begin Selected text

# Any Other BFM Users Around Here?



## Dave-in-TN (Sep 10, 2009)

Hey everyone! I'm excited to see this community start to grow, and I look forward to learning from you all!

I'm definitely a novice when it comes to pro audio, but what got me into it in the first place was my search for an affordable cab for a bass guitar rig a few years ago. I ended up stumbling onto Bill Fitzmaurice's site, and I got hooked. I've built a bunch of cabs over the last few years and am a regular on Bill's forum. Just wondering if anyone else from that community is over here as well.

Here's are a couple of pics of the cabs I've built...

Omni 10 for my bass rig...









DR250 (x2) and Titan39 14" wide (x2) for PA...









Titan39 20" wide (x2) for PA...









DR200 (x4) for PA...


----------



## ejbragg (Dec 13, 2009)

You built those cabs? Those are quite nice looking!

end Selected text

* Task instructions *
- a) Can you extract the stretch of the BFM cabinet thread from "I'm definitely a" through "cabs I've built..."?
- b) Could you write what comes next in the BFM cabinet thread, picking up after its final line?

begin Entries

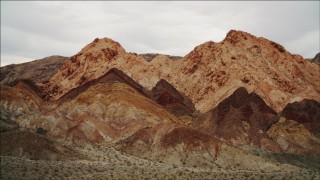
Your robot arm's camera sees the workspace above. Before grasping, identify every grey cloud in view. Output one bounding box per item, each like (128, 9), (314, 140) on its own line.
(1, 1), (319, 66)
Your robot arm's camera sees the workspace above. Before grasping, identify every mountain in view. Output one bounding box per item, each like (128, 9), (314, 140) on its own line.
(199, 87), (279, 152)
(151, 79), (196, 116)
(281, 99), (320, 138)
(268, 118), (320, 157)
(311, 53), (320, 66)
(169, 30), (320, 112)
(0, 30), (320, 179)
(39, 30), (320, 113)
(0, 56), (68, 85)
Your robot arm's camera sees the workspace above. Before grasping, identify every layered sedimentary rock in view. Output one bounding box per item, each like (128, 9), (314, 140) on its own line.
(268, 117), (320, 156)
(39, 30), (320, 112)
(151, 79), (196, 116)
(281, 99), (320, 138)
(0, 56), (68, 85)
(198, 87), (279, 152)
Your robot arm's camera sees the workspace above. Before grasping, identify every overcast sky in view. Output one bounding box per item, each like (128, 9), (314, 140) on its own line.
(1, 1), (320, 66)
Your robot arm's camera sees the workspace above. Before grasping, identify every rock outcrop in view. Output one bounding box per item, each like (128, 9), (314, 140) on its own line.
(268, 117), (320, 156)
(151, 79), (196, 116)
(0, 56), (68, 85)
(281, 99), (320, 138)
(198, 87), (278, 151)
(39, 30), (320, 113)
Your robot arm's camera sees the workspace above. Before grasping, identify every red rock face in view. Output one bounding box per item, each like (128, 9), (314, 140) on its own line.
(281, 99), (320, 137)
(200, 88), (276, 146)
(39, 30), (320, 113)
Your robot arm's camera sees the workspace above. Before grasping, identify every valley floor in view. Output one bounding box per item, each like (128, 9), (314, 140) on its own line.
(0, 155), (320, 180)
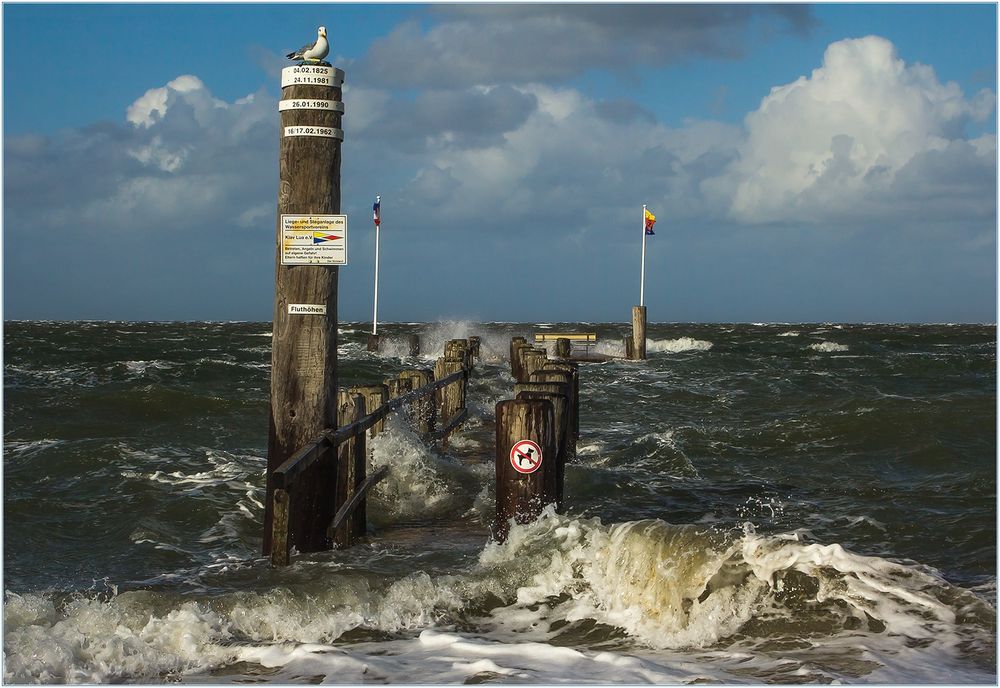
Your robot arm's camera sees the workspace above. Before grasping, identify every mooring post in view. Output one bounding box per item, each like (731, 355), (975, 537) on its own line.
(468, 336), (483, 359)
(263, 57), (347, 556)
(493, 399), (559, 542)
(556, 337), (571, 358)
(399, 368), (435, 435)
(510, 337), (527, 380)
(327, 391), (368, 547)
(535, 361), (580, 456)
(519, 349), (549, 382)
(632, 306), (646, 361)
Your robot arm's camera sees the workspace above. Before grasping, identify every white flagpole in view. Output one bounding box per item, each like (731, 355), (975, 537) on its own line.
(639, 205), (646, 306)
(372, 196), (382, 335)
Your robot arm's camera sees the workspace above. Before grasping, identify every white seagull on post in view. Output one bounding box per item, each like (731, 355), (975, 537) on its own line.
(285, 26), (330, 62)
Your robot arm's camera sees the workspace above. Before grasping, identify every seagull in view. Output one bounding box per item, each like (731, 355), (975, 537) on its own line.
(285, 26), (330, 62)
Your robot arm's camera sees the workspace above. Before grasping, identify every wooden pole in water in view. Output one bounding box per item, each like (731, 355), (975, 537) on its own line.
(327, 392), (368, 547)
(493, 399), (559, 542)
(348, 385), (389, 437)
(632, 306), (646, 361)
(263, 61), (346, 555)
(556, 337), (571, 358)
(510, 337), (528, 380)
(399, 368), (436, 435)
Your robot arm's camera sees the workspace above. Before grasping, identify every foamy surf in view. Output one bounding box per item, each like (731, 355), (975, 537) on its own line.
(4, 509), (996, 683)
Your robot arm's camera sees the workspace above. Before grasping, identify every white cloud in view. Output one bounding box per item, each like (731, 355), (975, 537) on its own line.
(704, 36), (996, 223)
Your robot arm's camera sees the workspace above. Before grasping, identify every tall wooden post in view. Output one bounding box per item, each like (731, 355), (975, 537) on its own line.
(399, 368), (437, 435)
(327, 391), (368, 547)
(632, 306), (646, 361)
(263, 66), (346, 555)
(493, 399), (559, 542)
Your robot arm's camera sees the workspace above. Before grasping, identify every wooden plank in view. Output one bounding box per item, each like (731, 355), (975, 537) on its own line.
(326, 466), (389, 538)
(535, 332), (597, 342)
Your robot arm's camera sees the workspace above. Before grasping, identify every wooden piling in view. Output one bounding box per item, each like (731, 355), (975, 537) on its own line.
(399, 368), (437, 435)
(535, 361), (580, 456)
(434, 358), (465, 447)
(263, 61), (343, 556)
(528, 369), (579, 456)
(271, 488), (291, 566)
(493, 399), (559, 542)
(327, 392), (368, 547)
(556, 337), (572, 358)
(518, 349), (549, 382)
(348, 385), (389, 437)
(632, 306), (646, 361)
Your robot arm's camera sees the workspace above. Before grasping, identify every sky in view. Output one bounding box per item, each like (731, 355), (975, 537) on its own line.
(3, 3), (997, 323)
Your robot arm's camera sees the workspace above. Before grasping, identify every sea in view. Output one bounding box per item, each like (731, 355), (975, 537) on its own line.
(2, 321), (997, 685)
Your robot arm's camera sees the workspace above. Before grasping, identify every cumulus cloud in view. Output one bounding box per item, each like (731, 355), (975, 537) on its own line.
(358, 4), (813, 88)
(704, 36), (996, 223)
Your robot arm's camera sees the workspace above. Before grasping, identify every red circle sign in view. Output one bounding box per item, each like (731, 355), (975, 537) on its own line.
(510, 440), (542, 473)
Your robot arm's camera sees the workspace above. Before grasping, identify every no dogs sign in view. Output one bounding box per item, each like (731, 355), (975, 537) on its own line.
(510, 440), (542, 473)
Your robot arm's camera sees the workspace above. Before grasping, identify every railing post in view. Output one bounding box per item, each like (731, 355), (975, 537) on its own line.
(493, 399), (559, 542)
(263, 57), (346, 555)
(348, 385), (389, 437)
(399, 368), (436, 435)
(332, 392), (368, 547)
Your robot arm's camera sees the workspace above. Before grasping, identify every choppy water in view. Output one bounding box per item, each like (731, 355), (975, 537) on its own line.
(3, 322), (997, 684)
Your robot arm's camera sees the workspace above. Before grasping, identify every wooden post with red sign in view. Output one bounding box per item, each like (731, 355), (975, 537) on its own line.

end Entries
begin Entries

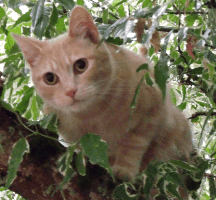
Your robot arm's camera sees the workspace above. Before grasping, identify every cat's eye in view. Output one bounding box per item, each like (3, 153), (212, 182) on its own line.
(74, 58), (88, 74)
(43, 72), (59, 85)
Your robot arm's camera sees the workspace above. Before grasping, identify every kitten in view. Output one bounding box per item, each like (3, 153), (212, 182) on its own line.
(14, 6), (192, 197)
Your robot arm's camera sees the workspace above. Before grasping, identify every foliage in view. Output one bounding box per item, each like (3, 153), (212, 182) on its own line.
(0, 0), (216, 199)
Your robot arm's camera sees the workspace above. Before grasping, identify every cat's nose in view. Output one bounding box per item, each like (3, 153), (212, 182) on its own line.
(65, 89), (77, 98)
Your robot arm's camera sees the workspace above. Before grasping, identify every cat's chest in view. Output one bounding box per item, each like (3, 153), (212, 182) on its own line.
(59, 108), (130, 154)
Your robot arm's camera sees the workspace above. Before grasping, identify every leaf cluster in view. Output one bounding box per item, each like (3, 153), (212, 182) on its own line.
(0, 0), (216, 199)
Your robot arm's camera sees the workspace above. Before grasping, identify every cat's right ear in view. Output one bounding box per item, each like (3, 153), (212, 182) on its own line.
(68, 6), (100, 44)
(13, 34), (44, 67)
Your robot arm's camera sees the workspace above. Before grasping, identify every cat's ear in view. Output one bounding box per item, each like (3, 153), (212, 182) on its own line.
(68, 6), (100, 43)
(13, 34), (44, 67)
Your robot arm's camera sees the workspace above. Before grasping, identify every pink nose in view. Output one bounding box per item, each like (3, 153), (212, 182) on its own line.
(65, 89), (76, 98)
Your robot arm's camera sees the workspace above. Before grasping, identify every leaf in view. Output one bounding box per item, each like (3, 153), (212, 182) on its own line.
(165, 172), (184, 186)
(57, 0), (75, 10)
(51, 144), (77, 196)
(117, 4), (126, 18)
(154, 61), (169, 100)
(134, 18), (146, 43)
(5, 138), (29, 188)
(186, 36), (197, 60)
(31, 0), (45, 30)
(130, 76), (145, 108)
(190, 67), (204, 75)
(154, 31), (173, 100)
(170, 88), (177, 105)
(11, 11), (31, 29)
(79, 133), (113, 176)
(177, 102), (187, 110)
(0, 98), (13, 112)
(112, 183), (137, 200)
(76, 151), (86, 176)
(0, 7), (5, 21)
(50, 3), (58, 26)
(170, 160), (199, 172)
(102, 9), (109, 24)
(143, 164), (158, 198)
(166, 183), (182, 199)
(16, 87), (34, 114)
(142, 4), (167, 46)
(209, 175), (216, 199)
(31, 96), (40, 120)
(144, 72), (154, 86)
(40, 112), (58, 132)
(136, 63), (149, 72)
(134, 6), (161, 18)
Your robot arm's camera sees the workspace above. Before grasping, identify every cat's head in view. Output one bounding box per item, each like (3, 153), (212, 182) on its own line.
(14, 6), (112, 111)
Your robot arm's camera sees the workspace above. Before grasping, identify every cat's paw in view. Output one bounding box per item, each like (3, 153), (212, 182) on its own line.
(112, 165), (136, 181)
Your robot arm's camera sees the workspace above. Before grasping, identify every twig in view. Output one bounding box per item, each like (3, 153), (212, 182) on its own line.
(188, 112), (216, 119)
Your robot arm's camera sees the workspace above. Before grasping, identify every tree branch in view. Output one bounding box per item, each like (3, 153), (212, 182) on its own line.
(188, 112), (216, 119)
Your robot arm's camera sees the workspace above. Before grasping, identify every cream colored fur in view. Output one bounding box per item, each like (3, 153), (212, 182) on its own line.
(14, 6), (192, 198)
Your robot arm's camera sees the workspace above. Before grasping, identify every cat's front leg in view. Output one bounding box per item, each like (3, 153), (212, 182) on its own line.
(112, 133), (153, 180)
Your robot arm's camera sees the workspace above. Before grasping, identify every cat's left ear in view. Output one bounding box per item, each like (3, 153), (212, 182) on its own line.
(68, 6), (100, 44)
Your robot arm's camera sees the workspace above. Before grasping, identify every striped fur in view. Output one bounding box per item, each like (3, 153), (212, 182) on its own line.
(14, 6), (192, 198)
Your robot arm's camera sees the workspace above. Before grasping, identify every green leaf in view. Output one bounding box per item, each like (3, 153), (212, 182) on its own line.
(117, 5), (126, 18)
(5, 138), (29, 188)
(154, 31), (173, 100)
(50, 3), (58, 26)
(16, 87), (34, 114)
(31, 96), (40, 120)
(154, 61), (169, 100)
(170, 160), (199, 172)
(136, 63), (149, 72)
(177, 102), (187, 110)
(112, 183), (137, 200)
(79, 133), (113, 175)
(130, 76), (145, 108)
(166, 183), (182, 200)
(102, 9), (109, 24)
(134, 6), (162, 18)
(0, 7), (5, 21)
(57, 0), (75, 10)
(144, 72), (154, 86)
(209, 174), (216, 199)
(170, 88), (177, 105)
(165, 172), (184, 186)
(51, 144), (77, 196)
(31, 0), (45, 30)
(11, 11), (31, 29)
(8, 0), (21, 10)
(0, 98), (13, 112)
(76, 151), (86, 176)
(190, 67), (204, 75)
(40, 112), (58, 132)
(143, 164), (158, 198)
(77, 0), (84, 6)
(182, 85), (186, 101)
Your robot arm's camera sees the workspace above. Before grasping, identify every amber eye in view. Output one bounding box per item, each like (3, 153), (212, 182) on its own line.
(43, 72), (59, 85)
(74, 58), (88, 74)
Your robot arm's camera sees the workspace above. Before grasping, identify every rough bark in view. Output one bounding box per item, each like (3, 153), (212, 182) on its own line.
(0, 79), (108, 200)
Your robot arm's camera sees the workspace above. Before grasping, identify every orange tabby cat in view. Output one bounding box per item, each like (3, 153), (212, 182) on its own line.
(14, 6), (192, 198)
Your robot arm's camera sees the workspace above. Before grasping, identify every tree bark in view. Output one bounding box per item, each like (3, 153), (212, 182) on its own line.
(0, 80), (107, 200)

end Entries
begin Entries

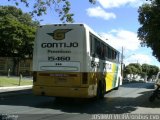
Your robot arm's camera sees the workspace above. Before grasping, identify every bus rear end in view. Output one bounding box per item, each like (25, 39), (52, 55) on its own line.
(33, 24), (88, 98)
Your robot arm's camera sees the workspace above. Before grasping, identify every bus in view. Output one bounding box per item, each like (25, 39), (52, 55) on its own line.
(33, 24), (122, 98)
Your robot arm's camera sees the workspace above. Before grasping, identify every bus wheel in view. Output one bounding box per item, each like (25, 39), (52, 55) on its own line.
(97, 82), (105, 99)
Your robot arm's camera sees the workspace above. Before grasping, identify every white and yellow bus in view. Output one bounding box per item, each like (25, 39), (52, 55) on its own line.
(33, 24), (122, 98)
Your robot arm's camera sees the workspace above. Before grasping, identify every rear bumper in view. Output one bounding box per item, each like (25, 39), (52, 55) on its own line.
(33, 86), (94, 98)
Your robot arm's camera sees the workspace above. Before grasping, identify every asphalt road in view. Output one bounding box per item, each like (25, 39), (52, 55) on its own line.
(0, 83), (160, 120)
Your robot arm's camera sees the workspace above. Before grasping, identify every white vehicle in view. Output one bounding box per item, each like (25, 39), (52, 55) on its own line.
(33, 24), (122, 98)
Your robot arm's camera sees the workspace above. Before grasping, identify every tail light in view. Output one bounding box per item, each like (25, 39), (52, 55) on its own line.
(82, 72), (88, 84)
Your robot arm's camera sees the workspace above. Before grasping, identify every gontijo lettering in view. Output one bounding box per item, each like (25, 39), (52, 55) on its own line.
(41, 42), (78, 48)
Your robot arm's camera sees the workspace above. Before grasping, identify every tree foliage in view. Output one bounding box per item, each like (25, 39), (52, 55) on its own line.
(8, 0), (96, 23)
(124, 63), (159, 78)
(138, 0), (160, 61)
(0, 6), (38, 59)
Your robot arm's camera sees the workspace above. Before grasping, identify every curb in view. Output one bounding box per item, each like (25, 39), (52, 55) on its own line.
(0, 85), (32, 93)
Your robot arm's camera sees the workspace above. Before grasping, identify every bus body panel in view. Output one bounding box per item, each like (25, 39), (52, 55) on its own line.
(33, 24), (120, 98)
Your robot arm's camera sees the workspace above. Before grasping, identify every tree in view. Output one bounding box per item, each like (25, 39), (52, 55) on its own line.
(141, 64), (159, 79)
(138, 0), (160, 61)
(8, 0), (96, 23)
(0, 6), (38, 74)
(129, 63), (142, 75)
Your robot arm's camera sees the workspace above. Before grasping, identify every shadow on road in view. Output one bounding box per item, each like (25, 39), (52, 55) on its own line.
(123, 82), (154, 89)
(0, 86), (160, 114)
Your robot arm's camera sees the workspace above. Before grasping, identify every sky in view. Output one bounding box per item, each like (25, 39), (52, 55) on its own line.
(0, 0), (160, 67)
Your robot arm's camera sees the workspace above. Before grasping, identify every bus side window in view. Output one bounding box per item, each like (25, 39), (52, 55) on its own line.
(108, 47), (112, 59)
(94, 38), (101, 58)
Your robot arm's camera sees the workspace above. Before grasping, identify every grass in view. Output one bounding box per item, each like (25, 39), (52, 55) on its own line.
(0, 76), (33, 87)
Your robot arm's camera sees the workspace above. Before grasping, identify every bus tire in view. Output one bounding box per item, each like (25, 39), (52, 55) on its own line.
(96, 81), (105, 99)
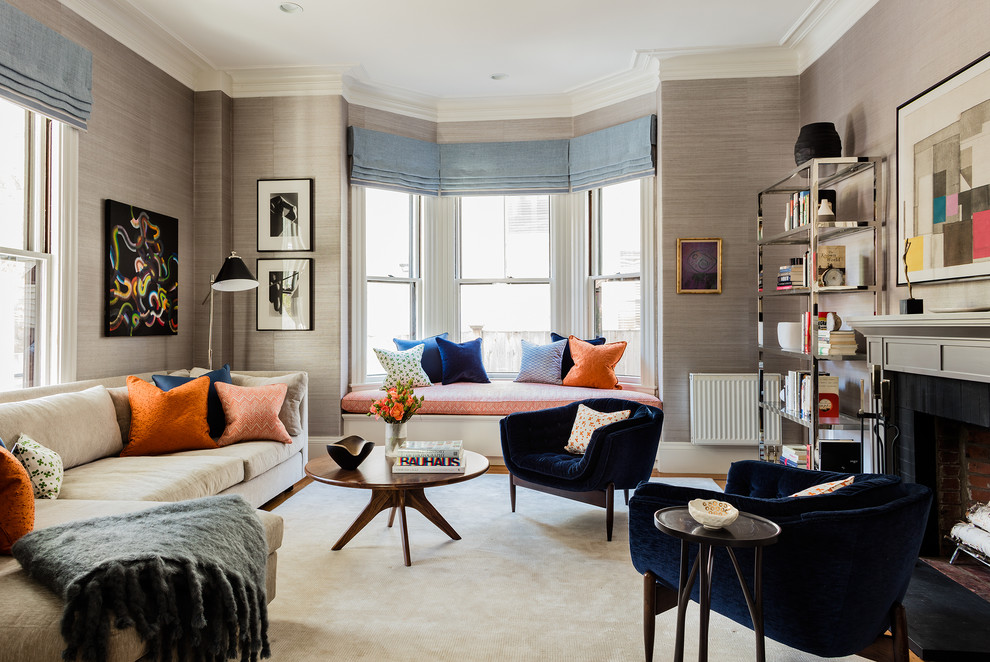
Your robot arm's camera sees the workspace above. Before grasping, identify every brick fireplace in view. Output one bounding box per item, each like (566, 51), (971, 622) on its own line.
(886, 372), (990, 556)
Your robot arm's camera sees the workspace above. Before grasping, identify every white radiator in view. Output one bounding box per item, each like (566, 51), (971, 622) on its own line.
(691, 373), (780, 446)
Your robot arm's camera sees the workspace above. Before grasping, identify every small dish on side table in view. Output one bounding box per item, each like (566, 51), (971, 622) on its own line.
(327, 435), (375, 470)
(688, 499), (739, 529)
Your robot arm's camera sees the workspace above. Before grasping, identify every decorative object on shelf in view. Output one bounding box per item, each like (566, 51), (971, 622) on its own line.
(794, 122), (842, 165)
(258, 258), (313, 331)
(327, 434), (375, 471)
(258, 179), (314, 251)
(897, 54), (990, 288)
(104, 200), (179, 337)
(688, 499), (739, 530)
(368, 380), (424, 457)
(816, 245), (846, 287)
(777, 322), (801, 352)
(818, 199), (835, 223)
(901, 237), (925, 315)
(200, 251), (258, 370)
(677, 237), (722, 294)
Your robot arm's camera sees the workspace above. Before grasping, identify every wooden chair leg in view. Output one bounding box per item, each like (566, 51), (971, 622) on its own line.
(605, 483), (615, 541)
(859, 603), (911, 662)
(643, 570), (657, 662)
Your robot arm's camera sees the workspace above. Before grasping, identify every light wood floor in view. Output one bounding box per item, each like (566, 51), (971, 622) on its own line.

end Entries

* Responses to the tasks *
- a)
I'm definitely a novice when it comes to pro audio, but what got me into it in the first place was my search for an affordable cab for a bass guitar rig a few years ago. I ended up stumbling onto Bill Fitzmaurice's site, and I got hooked. I've built a bunch of cabs over the last few years and am a regular on Bill's forum. Just wondering if anyone else from that community is over here as well.

Here's are a couple of pics of the cabs I've built...

- b)
----------



## Dave-in-TN (Sep 10, 2009)

Yes, thanks. I did the building, but the credit for the designs goes to Bill Fitzmaurice. I just bought the plans and followed them. I have been very happy with them and hope to build some of his monitor wedges next.


----------



## Monomer (K.Unger) (Apr 21, 2010)

Your t39's look amazing.


I'm in the process of sanding and repainting my current BFM rig of two omnitop1x12's and four t39 slims. I'll post some pics up when they look...nice.


----------



## 1Michael (Nov 2, 2006)

I just finished the THT but I am still deciding if I like it or not.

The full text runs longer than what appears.